_GIVEN REQUEST 1_. Count how many lines in the records contain the string "patch", treating uppercase and lowercase as distinct, and reply with the number only.

_GIVEN TEXT_.
BEGIN

JDK-8317521 : Enhance detection of integral unsigned comparisons
  • Type: Enhancement
  • Component: hotspot
  • Sub-Component: compiler
  • Affected Version: 22
  • Priority: P4
  • Status: Open
  • Resolution: Unresolved
  • Submitted: 2023-10-04
  • Updated: 2023-10-05
The Version table provides details related to the release that this issue/RFE will be addressed.

Unresolved : Release in which this issue/RFE will be addressed.
Resolved: Release in which this issue/RFE has been resolved.
Fixed : Release in which this issue/RFE has been fixed. The release containing this fix may be available for download as an Early Access Release or a General Availability Release.

To download the current JDK release, click here.
Other
tbdUnresolved
Related Reports
Relates :  
Relates :  
Description
When Java code needs to perform an "unsigned int" comparison, the conventional ways to do that is to use a pattern like `(MIN_VALUE ^ x) < (MIN_VALUE ^ y)` or `(MIN_VALUE + x) < (MIN_VALUE + y)` (or any combination permitted by commutativity).

Currently, the first pattern is translated by C2 exactly as written in Java, using two ^ and a signed < instructions. The second, however, is recognized as an "unsigned comparison pattern" and translated directly to an unsigned comparison, removing the two + operations.

Since both pattern are used by Java programmers when they need to express unsigned comparisons, the first pattern should be recognized as an "unsigned comparison pattern" as well.

Similarly for the `long` case.
Comments
Optimizing the " +- Integer.MIN_VALUE <=> y +- Integer.MIN_VALUE" pattern was added only recently with JDK-8276162. [~qamai] maybe it should simply be extended to cover the XOR case as well?

END

_ENTRIES SUPPLIED_.
BEGIN

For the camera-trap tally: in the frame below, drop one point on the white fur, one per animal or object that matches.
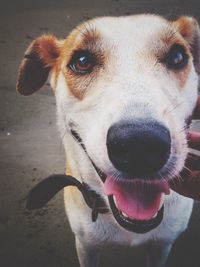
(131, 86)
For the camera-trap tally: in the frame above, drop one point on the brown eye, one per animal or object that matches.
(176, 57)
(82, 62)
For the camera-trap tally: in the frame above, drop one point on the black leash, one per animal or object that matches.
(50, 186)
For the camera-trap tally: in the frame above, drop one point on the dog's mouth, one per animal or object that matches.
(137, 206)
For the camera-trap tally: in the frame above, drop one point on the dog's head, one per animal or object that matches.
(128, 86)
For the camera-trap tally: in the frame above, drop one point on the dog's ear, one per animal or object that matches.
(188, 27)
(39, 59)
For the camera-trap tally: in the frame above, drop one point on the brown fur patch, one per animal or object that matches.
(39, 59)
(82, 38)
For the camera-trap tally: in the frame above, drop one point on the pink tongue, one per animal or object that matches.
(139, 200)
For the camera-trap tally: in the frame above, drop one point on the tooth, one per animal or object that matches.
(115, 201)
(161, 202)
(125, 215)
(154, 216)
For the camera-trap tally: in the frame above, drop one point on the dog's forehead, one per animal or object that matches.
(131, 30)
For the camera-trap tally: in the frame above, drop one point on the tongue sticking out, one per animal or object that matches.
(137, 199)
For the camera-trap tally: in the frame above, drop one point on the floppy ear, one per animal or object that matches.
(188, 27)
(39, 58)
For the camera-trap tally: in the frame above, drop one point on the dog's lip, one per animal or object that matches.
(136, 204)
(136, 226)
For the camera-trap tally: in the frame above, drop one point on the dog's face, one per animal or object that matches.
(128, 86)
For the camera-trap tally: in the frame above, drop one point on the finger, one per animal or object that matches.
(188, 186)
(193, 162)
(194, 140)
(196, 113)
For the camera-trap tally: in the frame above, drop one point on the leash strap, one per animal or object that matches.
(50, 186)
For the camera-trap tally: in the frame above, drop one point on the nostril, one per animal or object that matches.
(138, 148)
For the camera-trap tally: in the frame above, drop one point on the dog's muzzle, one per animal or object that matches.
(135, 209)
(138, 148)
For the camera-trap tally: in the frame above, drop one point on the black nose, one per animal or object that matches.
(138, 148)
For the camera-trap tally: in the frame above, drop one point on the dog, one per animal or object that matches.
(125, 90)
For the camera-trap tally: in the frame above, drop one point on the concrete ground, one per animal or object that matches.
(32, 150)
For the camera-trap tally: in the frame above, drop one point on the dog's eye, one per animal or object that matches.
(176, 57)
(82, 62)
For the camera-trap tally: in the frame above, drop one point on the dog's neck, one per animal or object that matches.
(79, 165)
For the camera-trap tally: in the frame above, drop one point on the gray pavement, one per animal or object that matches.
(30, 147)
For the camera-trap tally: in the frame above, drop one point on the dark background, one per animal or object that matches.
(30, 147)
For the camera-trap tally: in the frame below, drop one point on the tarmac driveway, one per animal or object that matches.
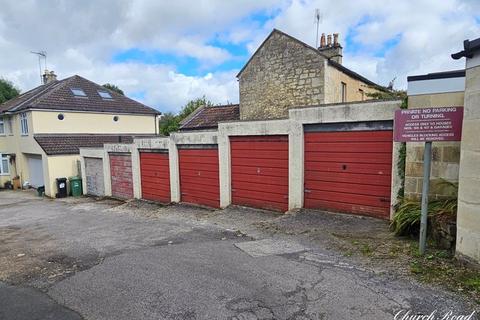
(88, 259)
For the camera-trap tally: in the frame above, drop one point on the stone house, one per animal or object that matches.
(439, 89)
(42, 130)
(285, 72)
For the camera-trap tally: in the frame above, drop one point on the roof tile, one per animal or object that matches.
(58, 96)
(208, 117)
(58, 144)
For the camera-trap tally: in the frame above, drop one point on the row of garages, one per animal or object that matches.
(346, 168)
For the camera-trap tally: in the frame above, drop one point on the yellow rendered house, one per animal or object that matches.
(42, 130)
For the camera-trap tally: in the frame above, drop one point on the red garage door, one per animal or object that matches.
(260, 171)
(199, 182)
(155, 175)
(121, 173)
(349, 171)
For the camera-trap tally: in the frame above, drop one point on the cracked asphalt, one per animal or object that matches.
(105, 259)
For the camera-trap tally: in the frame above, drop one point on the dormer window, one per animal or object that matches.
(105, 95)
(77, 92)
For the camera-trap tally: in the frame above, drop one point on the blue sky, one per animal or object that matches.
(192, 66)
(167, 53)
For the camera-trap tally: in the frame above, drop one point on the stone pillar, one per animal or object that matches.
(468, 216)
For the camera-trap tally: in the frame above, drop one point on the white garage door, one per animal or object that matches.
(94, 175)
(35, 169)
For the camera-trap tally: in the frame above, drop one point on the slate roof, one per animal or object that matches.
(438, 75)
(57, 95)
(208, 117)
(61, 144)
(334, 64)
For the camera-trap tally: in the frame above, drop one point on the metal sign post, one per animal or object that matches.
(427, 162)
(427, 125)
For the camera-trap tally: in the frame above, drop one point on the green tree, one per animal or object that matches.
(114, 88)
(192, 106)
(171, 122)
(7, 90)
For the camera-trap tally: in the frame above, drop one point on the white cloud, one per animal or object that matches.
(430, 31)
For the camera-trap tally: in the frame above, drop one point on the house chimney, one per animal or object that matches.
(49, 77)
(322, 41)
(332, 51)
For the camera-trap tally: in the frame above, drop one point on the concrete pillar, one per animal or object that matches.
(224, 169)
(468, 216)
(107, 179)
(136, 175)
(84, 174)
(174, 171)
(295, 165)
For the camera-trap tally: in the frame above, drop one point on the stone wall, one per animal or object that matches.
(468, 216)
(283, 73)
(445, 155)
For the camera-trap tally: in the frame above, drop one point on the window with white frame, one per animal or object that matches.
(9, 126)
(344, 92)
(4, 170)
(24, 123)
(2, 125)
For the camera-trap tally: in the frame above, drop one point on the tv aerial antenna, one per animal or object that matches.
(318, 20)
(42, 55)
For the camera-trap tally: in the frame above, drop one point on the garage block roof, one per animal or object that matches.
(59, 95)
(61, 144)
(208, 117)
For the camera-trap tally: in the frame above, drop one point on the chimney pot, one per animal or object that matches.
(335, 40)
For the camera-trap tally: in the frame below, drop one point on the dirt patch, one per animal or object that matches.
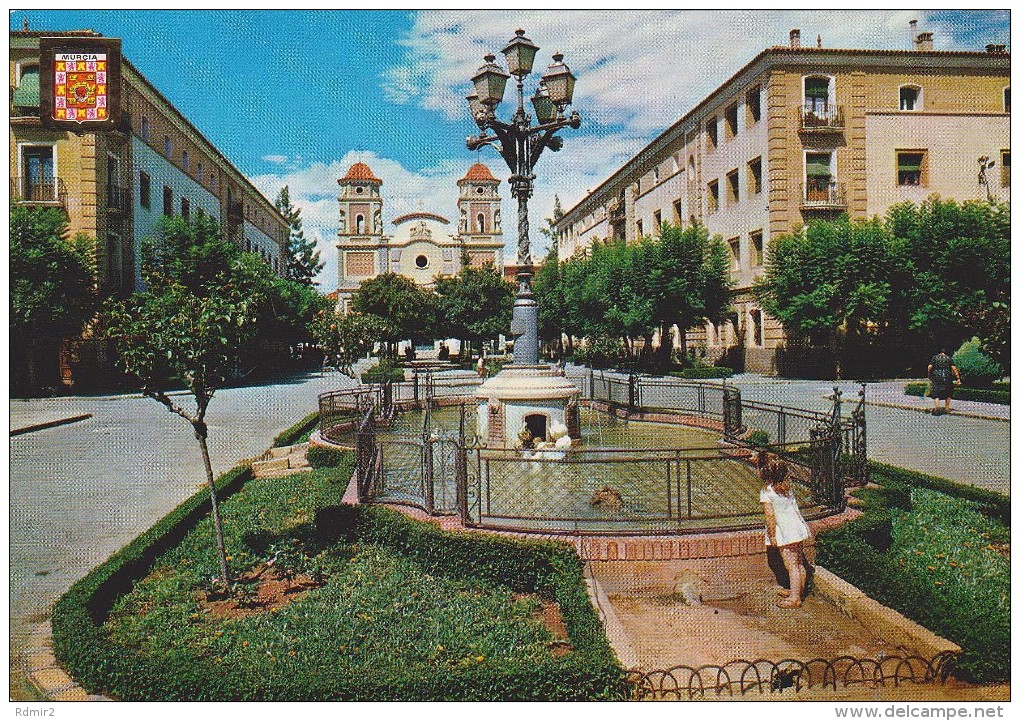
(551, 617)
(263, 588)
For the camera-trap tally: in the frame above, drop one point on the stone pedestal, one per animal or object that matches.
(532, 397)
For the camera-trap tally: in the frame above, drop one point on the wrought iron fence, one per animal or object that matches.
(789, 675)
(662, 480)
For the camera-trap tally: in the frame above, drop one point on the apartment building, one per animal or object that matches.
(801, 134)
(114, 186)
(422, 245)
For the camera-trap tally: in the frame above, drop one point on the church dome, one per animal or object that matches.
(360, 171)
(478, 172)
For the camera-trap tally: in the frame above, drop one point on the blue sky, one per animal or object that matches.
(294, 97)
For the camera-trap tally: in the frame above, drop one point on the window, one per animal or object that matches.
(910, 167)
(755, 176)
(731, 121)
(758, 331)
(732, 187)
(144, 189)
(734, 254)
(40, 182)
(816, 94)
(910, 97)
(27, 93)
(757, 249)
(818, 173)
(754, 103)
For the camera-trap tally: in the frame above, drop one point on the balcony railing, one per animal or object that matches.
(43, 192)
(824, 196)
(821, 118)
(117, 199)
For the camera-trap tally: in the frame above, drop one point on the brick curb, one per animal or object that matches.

END

_GIVEN REQUEST 2_. In the issue report above, condense the paragraph that begins "Currently, the first pattern is translated" into a short bulleted list that keeps its main facts.

_CORRECT ANSWER 1_. 2

_CORRECT ANSWER 2_.
- C2 compiles the XOR pattern literally, using two ^ instructions and a signed < instruction.
- C2 recognizes the addition pattern as an "unsigned comparison pattern" and compiles it directly to an unsigned comparison, removing the two + operations.